→ Aim of the task: Pull every line containing "vintage" from the data.

→ Exercise materials:
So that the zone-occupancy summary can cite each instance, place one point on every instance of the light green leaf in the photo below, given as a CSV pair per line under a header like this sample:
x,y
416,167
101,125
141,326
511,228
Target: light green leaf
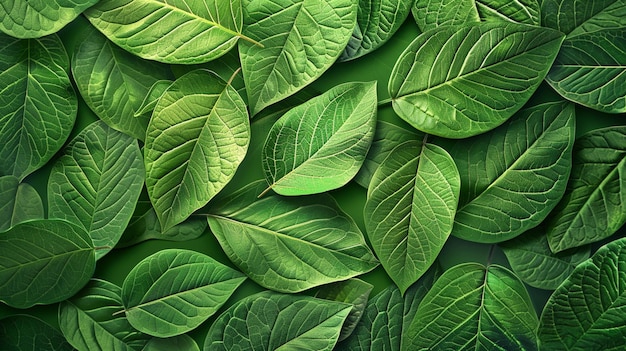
x,y
594,204
410,208
18,202
179,31
173,291
197,137
587,312
37,18
320,145
271,321
316,241
91,320
43,262
512,177
300,40
531,259
37,103
114,83
473,307
96,184
458,82
27,333
376,22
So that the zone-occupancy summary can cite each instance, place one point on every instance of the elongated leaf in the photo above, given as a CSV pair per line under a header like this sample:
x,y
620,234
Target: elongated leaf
x,y
587,311
197,137
114,83
316,241
457,82
512,177
173,291
300,40
320,145
37,103
376,22
179,31
594,204
532,260
27,333
272,321
18,202
410,208
37,18
96,184
43,262
91,320
464,311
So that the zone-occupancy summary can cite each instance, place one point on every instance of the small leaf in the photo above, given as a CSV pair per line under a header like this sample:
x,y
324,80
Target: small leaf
x,y
43,262
320,145
174,291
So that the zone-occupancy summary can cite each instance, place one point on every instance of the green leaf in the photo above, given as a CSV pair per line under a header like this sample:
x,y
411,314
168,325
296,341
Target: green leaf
x,y
316,241
114,82
91,320
178,31
173,291
300,40
458,82
96,184
37,103
376,22
512,177
18,202
594,204
37,18
320,145
272,321
27,333
587,311
473,307
532,260
410,208
43,262
197,137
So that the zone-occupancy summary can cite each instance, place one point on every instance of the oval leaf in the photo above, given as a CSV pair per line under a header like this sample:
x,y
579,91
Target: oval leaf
x,y
197,137
316,241
173,291
43,262
458,82
320,145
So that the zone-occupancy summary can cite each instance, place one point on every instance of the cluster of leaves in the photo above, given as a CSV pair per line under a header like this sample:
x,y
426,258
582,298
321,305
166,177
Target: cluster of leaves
x,y
188,114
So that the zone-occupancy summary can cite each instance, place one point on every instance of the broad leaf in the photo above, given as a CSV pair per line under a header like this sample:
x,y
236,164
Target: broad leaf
x,y
173,291
18,202
96,184
114,83
316,241
91,320
594,204
587,312
457,82
37,103
300,40
410,208
320,145
512,177
43,262
197,137
376,22
272,321
473,307
178,31
37,18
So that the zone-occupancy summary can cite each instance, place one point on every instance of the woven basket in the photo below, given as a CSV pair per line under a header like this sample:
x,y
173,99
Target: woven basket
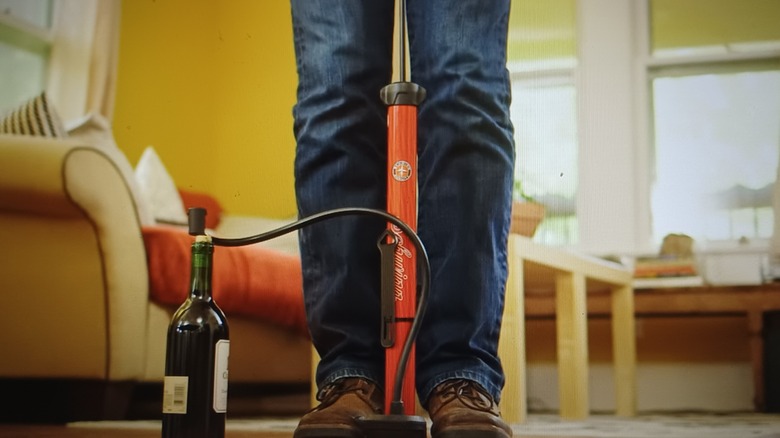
x,y
526,216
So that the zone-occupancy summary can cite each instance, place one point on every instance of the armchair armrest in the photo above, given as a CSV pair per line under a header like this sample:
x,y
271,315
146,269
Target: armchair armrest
x,y
64,181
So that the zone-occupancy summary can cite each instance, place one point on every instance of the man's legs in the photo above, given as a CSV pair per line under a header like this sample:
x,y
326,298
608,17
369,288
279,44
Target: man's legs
x,y
343,50
466,166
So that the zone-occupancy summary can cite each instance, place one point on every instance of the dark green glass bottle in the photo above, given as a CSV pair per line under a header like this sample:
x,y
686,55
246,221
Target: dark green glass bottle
x,y
196,371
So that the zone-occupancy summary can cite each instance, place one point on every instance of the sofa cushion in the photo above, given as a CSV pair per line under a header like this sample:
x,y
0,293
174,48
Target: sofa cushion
x,y
248,280
93,129
35,117
158,189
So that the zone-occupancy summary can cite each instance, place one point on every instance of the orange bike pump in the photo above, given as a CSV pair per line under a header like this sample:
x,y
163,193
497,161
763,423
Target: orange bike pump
x,y
399,257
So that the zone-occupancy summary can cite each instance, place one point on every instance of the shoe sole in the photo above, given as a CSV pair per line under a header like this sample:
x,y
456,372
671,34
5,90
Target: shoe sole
x,y
470,433
328,432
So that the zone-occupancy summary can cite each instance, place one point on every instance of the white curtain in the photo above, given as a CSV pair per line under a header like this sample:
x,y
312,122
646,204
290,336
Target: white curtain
x,y
84,57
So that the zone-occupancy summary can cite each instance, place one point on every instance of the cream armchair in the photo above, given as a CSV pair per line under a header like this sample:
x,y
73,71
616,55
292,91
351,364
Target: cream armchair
x,y
74,283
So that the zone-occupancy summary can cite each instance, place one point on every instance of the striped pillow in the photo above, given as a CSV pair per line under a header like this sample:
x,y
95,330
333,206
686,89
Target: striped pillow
x,y
34,117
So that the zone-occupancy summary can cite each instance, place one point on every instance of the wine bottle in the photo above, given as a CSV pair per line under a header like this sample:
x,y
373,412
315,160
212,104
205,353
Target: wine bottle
x,y
196,371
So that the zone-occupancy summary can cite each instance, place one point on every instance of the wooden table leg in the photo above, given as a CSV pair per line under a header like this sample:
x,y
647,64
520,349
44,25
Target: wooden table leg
x,y
624,350
756,333
571,324
511,345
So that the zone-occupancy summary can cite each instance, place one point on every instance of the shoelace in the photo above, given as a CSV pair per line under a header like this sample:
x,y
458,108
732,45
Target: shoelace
x,y
467,392
332,393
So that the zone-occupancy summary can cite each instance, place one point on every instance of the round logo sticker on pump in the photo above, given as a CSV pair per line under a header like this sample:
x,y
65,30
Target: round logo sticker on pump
x,y
402,170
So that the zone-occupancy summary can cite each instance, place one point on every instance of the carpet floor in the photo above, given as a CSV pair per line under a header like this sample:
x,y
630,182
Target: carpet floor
x,y
537,426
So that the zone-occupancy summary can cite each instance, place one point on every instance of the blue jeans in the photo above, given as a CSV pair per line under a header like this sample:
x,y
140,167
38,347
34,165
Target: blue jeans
x,y
465,168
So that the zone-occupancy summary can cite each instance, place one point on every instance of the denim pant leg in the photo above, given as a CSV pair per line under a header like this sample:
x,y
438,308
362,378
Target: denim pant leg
x,y
466,167
344,58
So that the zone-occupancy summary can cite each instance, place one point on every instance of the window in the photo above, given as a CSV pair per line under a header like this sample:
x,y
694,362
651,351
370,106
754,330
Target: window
x,y
717,137
715,95
25,47
542,56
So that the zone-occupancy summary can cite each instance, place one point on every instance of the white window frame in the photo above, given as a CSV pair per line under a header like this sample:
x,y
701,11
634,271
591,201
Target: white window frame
x,y
70,38
615,120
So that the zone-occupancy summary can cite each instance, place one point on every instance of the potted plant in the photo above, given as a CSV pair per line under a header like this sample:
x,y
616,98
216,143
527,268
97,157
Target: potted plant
x,y
527,214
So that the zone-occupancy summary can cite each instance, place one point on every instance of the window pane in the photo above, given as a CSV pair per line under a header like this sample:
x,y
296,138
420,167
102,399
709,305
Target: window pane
x,y
717,138
542,30
23,75
35,12
680,27
544,115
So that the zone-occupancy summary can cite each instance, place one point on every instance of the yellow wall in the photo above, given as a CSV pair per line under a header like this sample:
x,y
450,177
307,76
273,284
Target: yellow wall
x,y
211,86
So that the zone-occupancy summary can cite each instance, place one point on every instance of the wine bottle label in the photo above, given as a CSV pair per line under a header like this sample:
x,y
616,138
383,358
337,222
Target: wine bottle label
x,y
221,375
175,394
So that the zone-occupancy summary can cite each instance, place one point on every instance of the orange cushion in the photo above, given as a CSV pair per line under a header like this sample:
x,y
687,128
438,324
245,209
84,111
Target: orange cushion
x,y
248,280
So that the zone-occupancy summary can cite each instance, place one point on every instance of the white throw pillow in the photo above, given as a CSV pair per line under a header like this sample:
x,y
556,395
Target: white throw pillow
x,y
158,189
94,130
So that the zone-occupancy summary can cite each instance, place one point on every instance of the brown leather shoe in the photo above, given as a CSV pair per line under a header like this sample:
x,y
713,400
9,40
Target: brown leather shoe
x,y
340,404
463,409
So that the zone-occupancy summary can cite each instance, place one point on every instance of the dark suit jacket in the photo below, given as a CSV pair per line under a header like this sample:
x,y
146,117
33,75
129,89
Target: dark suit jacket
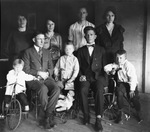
x,y
33,63
110,43
98,61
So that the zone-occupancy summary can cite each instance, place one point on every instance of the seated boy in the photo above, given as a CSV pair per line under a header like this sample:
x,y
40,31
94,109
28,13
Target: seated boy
x,y
126,83
16,78
65,72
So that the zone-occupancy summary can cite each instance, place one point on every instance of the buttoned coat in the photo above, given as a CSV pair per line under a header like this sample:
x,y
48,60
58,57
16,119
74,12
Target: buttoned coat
x,y
97,64
33,62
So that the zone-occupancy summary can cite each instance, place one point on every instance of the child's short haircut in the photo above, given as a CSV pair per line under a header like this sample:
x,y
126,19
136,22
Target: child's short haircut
x,y
69,43
18,61
89,28
121,52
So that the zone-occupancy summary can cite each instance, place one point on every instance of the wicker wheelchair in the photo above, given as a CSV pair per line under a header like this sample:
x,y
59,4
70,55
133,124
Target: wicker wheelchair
x,y
13,113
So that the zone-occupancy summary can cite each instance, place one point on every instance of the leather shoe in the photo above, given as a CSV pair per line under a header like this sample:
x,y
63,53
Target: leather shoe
x,y
86,120
98,124
119,117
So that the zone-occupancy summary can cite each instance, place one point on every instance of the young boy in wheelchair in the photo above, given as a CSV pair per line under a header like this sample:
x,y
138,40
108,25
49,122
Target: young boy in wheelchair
x,y
126,83
16,78
65,72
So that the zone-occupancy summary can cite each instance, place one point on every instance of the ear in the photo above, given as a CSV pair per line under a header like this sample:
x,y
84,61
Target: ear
x,y
33,39
95,36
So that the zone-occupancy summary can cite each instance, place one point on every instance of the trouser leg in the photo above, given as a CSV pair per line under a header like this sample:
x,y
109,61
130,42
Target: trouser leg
x,y
41,90
54,92
136,101
121,91
7,99
98,92
84,90
23,99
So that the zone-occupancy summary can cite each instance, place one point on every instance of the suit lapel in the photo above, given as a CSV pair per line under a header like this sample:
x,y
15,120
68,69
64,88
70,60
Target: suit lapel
x,y
86,54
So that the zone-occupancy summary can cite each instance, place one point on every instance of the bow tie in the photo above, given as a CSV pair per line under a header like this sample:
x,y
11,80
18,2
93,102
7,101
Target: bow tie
x,y
92,45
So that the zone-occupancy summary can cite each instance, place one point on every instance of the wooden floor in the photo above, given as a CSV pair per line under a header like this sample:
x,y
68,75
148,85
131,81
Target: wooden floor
x,y
75,125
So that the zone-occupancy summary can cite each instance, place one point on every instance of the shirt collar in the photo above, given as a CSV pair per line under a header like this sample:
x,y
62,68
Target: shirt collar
x,y
37,48
92,44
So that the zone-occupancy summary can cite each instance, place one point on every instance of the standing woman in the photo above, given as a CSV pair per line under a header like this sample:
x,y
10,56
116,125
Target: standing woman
x,y
53,41
110,34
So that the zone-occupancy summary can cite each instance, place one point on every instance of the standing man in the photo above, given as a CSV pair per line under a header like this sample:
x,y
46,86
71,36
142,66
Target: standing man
x,y
19,40
38,62
91,75
76,33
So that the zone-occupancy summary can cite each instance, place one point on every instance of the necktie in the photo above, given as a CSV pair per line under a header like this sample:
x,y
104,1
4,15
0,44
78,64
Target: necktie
x,y
92,45
40,52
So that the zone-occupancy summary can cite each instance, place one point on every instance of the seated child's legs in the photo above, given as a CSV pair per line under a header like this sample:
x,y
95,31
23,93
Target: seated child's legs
x,y
23,99
7,99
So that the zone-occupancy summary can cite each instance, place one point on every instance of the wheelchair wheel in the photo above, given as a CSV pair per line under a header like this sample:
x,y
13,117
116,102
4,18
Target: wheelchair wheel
x,y
110,107
3,108
73,114
13,115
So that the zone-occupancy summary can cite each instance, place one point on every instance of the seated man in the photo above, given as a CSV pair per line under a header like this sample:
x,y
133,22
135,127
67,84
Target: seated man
x,y
126,83
38,63
91,75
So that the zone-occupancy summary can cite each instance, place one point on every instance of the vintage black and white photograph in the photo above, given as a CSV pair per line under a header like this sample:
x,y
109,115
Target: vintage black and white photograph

→ Written answer:
So that the zone-occupancy summary can cite each instance, place one point on every instance of the vintage black and white photograph in the photo above, given as a CSV pair per line under a header like this sample:
Target: vintage black and white photograph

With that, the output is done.